- **WHAT YOU SHOULD DO**
Retype the following lines verbatim, with no changes of any kind.

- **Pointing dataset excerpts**
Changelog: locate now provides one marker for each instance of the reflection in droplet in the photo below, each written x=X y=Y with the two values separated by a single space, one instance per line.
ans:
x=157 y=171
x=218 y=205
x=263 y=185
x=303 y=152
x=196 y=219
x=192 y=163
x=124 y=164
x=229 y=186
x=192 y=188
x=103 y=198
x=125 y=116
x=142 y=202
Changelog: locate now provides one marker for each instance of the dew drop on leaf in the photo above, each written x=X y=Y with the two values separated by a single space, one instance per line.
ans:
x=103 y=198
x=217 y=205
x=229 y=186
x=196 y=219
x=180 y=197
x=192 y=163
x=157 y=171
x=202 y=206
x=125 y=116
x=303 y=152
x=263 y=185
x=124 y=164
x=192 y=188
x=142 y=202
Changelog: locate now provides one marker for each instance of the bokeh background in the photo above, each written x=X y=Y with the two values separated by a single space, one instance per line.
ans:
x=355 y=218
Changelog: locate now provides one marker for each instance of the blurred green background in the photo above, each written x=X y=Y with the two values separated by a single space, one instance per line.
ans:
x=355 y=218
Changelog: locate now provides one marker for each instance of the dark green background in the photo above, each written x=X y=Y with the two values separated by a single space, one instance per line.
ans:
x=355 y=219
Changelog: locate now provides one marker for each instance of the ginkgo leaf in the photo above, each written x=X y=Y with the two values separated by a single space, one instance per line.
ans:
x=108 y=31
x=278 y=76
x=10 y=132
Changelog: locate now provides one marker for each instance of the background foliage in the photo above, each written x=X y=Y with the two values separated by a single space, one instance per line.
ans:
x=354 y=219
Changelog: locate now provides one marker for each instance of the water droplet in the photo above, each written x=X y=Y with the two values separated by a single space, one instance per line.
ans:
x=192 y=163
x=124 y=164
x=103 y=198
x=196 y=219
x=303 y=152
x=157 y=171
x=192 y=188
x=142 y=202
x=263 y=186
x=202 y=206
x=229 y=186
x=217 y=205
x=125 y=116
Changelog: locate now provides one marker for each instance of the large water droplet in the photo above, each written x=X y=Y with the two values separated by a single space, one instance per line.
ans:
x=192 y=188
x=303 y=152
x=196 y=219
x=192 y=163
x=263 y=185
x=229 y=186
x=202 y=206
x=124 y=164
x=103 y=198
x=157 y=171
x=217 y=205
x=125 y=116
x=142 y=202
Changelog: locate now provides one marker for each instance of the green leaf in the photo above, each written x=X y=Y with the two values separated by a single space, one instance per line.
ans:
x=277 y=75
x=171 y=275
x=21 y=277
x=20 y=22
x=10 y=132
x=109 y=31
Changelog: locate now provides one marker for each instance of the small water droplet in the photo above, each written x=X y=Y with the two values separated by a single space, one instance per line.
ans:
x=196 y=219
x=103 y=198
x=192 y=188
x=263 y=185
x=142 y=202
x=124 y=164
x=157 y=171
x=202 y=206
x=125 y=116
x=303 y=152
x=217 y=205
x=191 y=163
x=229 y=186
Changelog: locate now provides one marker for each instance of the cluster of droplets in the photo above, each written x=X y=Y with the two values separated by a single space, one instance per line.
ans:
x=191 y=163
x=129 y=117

- **REPLY TO THE EXERCISE**
Changelog: locate now provides one marker for each instance of the reflection in droplet in the photo below, each written x=X y=Y with the two values separated by a single space, one instance per line.
ans:
x=157 y=171
x=218 y=205
x=263 y=185
x=303 y=152
x=196 y=219
x=192 y=163
x=124 y=164
x=229 y=186
x=192 y=188
x=103 y=198
x=125 y=116
x=142 y=202
Changelog: locate now provides one marker for each instance of the dew drop on leaf in the photo above, each written x=X y=Y with the two values separated by a single space, one instance per line.
ans:
x=103 y=198
x=217 y=205
x=229 y=186
x=196 y=219
x=180 y=197
x=192 y=163
x=157 y=171
x=202 y=206
x=125 y=116
x=303 y=152
x=263 y=185
x=124 y=164
x=192 y=188
x=142 y=202
Changelog: locate now provides one marker for each instance of the bokeh background in the photo above, each written x=X y=Y with the two values separated by a single space, one instance per line.
ans:
x=355 y=218
Changelog: locate now provides one marker for each instance of the blurred green background in the photo above, each written x=X y=Y with the two values separated by a single space, one instance per line.
ans:
x=355 y=218
Changelog: locate now provides one marker for each instance of the dark green background in the photo above, each written x=X y=Y with the two values separated by a single space, one instance per line.
ans:
x=355 y=219
Changelog: locate now provides one marker for each instance of the ginkgo leaf in the photo above, each written x=X y=Y with the two values separated by a single space, one instance per line.
ans:
x=108 y=31
x=278 y=76
x=10 y=132
Changelog: locate now provides one marker for each instance of the background foliage in the photo above, each written x=X y=Y with the two values separated by a single space, one instance per line.
ans:
x=354 y=219
Changelog: locate now provides one marker for each instance of the water droplet in the photo above, each written x=X y=Y with the two values separated by a single space, one instance per line.
ans:
x=192 y=163
x=124 y=164
x=103 y=198
x=196 y=219
x=303 y=152
x=157 y=171
x=192 y=188
x=142 y=202
x=263 y=186
x=202 y=206
x=229 y=186
x=217 y=205
x=125 y=116
Changelog: locate now provides one marker for each instance of the large water droplet in the photo above, each written x=X y=Y with the two values separated by a single space, one instance per line.
ans:
x=192 y=188
x=303 y=152
x=196 y=219
x=192 y=163
x=263 y=185
x=229 y=186
x=202 y=206
x=124 y=164
x=103 y=198
x=157 y=171
x=217 y=205
x=125 y=116
x=142 y=202
Changelog: locate now provides one marker for each instance of the green leaf in the photo above, each written x=X y=Y with the two values separated by a single space, one instance per line.
ans:
x=277 y=75
x=171 y=275
x=21 y=277
x=20 y=22
x=10 y=132
x=109 y=31
Changelog: locate now provides one marker for each instance of the small water droplet in the photo above, each written x=X y=Y with the two values separated by a single space, one instance per line.
ans:
x=196 y=219
x=103 y=198
x=192 y=188
x=263 y=185
x=142 y=202
x=124 y=164
x=157 y=171
x=202 y=206
x=125 y=116
x=303 y=152
x=217 y=205
x=191 y=163
x=229 y=186
Changelog: locate now provides one marker for each instance of the cluster of droplets in the photo above, each written x=X y=Y with the two values separated by a single space, one instance per line.
ans:
x=191 y=163
x=129 y=117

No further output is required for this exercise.